**Task instructions**. Below are entries; copy exactly, and only, the lines from the one containing "Annotation task: put one keypoint on every instance of the night" through their final line, leaving out pictures.

[Items from a dataset]
↓

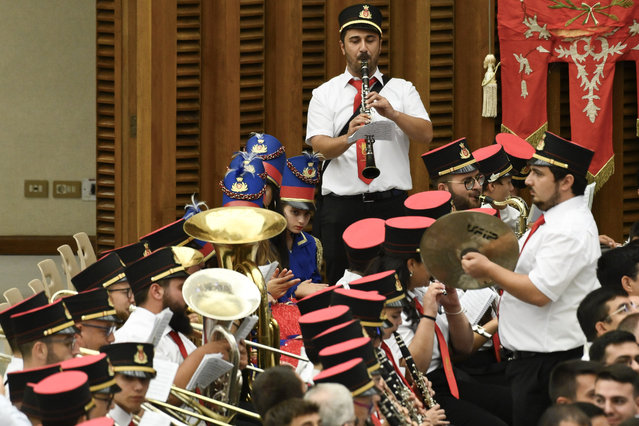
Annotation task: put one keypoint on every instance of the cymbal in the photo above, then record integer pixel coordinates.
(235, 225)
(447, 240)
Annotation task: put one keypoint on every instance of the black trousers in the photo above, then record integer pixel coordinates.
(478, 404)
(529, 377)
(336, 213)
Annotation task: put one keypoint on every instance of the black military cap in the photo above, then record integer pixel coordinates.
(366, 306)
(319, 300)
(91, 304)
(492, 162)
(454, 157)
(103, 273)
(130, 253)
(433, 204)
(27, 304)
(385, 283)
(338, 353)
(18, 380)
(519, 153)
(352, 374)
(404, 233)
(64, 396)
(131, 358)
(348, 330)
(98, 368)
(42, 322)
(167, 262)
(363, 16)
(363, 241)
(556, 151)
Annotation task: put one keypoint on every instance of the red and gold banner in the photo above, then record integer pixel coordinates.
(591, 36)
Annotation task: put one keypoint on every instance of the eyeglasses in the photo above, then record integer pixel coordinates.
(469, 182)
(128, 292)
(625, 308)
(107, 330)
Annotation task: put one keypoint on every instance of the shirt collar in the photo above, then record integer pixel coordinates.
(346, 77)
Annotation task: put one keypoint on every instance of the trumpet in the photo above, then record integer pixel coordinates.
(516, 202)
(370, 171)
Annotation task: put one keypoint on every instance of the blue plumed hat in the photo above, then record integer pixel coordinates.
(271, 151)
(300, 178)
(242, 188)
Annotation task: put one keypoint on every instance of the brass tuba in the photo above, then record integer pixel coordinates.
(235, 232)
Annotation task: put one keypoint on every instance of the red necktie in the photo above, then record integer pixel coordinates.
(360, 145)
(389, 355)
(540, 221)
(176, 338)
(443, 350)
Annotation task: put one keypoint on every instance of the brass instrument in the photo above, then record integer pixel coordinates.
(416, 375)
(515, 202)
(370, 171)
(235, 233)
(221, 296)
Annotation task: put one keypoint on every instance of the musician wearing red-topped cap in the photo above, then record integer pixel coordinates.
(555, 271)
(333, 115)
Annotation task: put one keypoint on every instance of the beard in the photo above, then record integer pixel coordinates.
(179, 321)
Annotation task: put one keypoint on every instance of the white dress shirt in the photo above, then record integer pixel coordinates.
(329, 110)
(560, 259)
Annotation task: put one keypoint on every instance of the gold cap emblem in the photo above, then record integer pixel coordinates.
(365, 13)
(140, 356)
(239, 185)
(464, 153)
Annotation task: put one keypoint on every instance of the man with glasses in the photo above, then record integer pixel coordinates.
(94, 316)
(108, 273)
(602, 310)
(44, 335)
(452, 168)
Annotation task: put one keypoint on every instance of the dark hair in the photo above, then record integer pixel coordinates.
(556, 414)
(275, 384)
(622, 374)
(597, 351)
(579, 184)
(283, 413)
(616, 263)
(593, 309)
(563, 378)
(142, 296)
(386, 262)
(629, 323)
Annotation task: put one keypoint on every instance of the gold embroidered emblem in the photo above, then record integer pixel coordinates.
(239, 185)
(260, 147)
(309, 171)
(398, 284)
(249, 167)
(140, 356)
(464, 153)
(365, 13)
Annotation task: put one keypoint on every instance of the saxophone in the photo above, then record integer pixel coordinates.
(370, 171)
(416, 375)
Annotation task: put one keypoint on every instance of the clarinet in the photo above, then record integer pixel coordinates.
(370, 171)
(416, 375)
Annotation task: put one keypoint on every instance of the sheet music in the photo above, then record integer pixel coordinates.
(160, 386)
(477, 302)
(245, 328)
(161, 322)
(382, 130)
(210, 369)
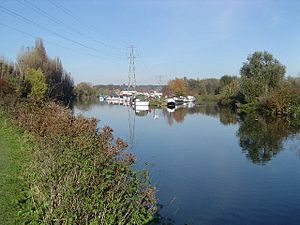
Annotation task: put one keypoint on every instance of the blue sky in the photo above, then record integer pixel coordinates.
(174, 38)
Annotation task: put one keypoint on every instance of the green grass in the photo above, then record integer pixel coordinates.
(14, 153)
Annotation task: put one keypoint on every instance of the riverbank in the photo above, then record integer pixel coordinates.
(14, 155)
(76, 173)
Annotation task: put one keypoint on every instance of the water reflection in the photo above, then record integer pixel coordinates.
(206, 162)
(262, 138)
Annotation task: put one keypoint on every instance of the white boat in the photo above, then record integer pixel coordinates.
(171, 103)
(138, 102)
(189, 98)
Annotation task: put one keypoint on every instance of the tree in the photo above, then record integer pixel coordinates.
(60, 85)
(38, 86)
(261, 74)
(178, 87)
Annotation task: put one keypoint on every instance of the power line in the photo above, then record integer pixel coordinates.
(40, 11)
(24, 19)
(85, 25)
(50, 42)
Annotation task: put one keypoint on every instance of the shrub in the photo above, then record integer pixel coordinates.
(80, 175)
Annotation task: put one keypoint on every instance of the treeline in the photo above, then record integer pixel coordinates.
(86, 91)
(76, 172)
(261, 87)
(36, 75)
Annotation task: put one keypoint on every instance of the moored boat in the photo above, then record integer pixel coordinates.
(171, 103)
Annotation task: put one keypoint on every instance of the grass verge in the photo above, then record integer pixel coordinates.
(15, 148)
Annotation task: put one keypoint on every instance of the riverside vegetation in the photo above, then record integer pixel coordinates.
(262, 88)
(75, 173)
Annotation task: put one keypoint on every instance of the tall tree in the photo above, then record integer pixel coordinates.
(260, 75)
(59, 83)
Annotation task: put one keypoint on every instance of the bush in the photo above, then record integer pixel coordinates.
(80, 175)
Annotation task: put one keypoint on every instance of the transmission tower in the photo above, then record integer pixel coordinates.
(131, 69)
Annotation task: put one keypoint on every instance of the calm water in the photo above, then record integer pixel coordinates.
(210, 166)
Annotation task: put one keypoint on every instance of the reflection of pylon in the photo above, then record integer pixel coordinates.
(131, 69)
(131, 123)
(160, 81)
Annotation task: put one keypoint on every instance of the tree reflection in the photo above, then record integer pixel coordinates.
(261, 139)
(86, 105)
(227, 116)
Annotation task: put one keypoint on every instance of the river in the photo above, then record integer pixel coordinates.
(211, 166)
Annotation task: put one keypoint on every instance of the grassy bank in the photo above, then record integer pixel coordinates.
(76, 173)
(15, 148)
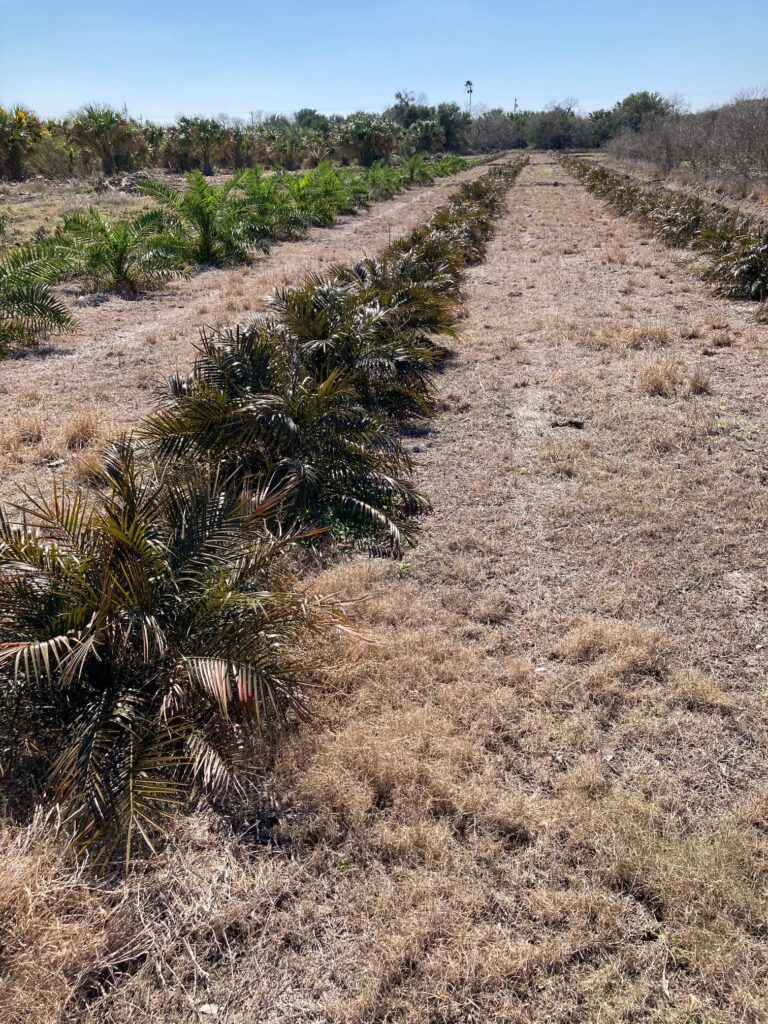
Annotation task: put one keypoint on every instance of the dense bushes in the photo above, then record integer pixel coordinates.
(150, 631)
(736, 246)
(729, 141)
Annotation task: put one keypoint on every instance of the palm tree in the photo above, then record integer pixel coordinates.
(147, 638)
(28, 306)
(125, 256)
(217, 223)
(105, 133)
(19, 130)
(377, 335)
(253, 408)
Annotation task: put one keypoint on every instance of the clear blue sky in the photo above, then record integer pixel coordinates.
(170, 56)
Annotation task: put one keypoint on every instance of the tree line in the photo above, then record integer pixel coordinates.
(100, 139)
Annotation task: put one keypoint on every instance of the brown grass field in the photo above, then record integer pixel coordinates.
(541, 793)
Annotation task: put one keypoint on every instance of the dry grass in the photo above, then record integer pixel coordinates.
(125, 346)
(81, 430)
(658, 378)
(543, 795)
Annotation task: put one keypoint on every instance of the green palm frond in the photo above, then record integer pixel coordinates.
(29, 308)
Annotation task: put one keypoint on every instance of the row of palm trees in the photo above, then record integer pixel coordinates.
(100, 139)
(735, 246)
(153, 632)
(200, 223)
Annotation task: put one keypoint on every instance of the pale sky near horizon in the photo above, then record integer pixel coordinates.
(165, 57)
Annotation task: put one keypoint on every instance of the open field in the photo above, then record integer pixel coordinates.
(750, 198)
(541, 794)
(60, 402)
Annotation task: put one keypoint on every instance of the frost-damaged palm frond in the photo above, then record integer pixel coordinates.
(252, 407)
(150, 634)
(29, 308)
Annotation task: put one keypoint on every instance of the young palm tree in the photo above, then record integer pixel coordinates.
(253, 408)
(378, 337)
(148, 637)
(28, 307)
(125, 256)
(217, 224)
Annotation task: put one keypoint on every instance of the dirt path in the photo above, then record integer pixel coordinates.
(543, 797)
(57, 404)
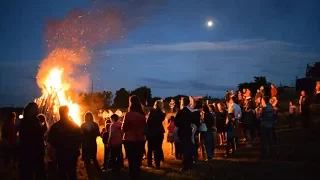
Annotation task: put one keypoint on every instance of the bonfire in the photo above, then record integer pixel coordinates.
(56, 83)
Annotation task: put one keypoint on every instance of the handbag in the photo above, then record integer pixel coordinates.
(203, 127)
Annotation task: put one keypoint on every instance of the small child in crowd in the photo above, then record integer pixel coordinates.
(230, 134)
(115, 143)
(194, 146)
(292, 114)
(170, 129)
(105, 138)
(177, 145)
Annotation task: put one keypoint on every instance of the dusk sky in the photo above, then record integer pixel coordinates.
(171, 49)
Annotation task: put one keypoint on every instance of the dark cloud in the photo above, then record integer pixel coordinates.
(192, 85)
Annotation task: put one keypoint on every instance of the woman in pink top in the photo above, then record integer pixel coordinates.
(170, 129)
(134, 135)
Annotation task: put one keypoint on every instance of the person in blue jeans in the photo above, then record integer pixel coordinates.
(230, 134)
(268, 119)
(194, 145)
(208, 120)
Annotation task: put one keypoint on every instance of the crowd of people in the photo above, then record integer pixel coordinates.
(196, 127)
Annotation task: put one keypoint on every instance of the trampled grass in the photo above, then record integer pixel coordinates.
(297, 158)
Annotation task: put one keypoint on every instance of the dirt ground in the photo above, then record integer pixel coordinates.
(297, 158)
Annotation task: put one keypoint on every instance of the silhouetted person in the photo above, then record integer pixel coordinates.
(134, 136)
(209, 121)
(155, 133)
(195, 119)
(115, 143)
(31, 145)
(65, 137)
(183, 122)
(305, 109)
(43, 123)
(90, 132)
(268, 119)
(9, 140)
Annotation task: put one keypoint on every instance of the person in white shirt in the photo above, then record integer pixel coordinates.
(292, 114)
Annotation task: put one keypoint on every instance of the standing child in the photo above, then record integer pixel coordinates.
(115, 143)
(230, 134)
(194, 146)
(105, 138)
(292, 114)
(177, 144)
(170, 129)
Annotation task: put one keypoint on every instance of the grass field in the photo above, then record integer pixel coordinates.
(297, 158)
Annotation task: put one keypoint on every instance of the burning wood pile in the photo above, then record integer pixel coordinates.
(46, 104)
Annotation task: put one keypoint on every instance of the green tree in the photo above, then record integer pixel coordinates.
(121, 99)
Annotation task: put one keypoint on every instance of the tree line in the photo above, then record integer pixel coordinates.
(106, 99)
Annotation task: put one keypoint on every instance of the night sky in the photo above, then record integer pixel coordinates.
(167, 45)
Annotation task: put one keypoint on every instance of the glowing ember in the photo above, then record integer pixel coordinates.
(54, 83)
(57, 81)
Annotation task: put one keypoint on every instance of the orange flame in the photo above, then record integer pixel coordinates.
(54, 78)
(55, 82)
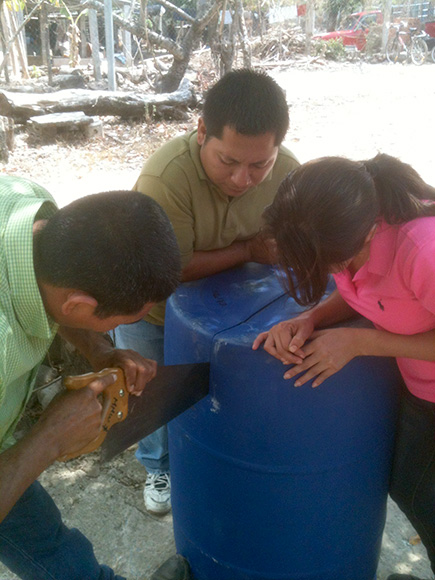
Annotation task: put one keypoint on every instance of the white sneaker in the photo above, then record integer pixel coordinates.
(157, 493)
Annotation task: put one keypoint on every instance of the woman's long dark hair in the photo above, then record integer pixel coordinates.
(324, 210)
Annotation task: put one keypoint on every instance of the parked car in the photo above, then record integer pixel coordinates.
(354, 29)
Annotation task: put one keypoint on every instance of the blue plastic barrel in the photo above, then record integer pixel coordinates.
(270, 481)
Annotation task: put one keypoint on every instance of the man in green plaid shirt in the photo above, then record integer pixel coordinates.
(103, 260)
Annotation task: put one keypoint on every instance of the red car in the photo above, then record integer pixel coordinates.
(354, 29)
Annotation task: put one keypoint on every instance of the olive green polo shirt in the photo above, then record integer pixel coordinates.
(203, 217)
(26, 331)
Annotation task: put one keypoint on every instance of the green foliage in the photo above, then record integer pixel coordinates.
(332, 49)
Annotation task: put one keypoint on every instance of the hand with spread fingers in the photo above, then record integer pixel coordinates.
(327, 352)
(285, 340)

↑

**Result for this exercise**.
Annotation task: put one keypoint on every instance of the night sky in the photo above, then record integer pixel coordinates.
(167, 45)
Annotation task: put one keypoint on every instance of the glowing ember in the photo above, then record integer pixel coordinates.
(54, 83)
(57, 81)
Annotation task: put one keypoint on every instance of the orange flame in the photo above, then record integer pixel coordinates.
(54, 78)
(55, 82)
Annotation task: put one keypoint on every instance of the white sneaker in the photo above, then record integer pixel coordinates.
(157, 493)
Annotation task: put one keypoint on every instance of the woman's long dark hair in the photo above, then record integer pixel coordinates.
(324, 210)
Annotation task: put one keypoint on every instance of the parked car in the photo above, then record integer pixel coordinates.
(354, 29)
Annotation task: put one keypoint on every instance of the blue plastic barrel in the photo above, then record integer pixel coordinates.
(270, 481)
Annotation task: put one keypoint on every instance of the man in green plaid shirt in the photo above, then record integer pixel coordinates.
(103, 260)
Annotation task: put one keypoint on every instance of the red car in the photo above, then record integer pixel coordinates.
(354, 29)
Annotation task: put one keypoint on every instance of the olive green polo shirt in the photo above, then record integer pixel coordinates.
(203, 217)
(26, 331)
Annotation task: put one keypoint on every instance of the green foliage in the photo above, then record integer pixel coordinates.
(332, 49)
Annotation task: put one keypoint on every instance of the hand with spread fingers in the photo above, then record integer pixel coordinates.
(327, 352)
(285, 340)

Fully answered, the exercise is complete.